Цель задания 1: Напечатайте, пожалуйста, часть текста страницы от слов "К чему таиться?" до слов "пучину [Ходасевич 2009: 110]." без изменений.
Цель задания 2:
Верны ли по тексту страницы утверждения (a), (b) и (c)? Ответьте на каждое «да» или «нет» и подтвердите ответ точной цитатой из текста.
(a) В третьей строфе видна смысловая антитеза первой строфе.
(b) Лирический герой спокойно воспринимал мысль о разрушении дома.
(c) Ходасевич видит в природе человека жажду избегать неведомой силы.

В третьей строфе можно видеть смысловую антитезу первой строфе. Утешающая «песенка времени», над которой горько иронизировал лирический герой, испытывавший неподдельную боль от мысли о разрушении дома, неожиданно превращается в трагическую и парадоксальную «хвалу времени», выраженную с помощью ок-сюморонных сочетаний: «Да, хорошо ты, время. Хорошо / Вдохнуть от твоего ужасного простора» [Ходасевич 2009: 110]. В самой природе человека Ходасевич видит скрытую и дерзкую «жажду пойти навстречу неведомой силе» [Ходасевич 1915: 45], проявляемой в страшных и опасных для него событиях, в разрыве времен, чтобы испытать странный восторг:

К чему таиться? Сердце человечье Играет, как проснувшийся младенец, Когда война, иль мор, или мятеж

Вдруг налетят и землю сотрясают; Тут разверзаются как небо, времена -И человек душой неутолимой Бросается в желанную пучину [Ходасевич 2009: 110].

Записанные данные:

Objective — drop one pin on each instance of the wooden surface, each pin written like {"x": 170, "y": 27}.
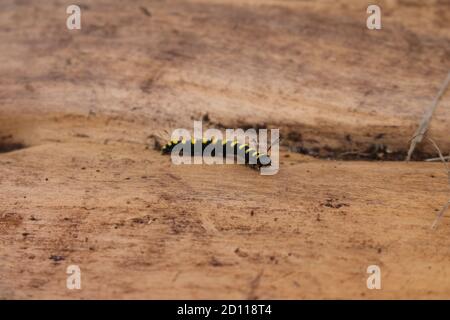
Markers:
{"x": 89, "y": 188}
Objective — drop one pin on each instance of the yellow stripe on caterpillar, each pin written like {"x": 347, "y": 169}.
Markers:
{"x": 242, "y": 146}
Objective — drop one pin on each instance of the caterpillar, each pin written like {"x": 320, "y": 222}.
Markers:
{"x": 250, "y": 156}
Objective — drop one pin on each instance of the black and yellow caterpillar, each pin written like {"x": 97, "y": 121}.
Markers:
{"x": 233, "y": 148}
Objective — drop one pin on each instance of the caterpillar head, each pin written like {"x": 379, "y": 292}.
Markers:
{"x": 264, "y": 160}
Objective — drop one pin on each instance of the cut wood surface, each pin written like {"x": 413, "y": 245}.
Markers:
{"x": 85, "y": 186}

==

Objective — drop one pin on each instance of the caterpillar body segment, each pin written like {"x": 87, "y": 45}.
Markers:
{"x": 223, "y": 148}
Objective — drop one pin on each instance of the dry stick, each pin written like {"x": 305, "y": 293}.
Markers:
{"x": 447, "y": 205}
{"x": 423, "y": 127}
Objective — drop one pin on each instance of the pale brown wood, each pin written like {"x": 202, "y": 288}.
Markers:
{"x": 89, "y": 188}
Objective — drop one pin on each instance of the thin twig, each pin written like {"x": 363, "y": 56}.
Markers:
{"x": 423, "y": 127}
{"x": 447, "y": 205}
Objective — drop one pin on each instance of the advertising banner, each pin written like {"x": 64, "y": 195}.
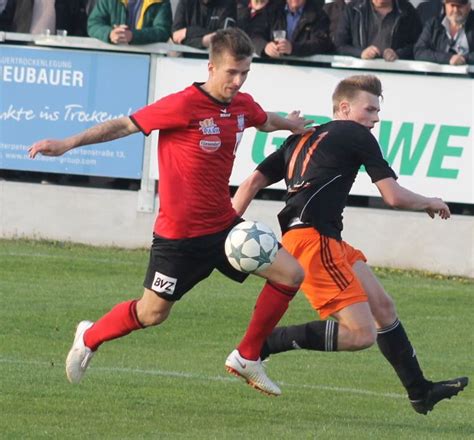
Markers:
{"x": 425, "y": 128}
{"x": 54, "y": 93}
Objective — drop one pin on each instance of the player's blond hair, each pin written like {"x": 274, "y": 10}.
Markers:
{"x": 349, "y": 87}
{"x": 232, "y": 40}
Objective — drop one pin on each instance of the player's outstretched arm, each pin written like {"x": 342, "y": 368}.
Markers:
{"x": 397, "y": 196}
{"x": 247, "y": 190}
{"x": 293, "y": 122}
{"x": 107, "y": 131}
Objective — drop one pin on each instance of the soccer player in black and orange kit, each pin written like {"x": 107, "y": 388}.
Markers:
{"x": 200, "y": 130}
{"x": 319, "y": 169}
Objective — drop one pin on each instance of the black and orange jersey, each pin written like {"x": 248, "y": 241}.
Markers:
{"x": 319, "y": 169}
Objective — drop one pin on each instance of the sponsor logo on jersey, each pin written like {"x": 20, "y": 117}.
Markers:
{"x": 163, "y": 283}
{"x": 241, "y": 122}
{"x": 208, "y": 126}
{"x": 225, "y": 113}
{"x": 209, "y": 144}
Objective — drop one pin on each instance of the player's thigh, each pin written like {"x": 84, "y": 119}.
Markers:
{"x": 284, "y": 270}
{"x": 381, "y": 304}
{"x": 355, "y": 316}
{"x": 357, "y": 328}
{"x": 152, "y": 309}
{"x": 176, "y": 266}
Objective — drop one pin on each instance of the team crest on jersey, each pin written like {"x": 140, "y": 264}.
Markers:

Решение задачи 1:
К чему таиться? Сердце человечье Играет, как проснувшийся младенец, Когда война, иль мор, или мятеж

Вдруг налетят и землю сотрясают; Тут разверзаются как небо, времена -И человек душой неутолимой Бросается в желанную пучину [Ходасевич 2009: 110].

Решение задачи 2:
(a) Да: «В третьей строфе можно видеть смысловую антитезу первой строфе».
(b) Нет: «испытывавший неподдельную боль от мысли о разрушении дома».
(c) Нет: «жажду пойти навстречу неведомой силе».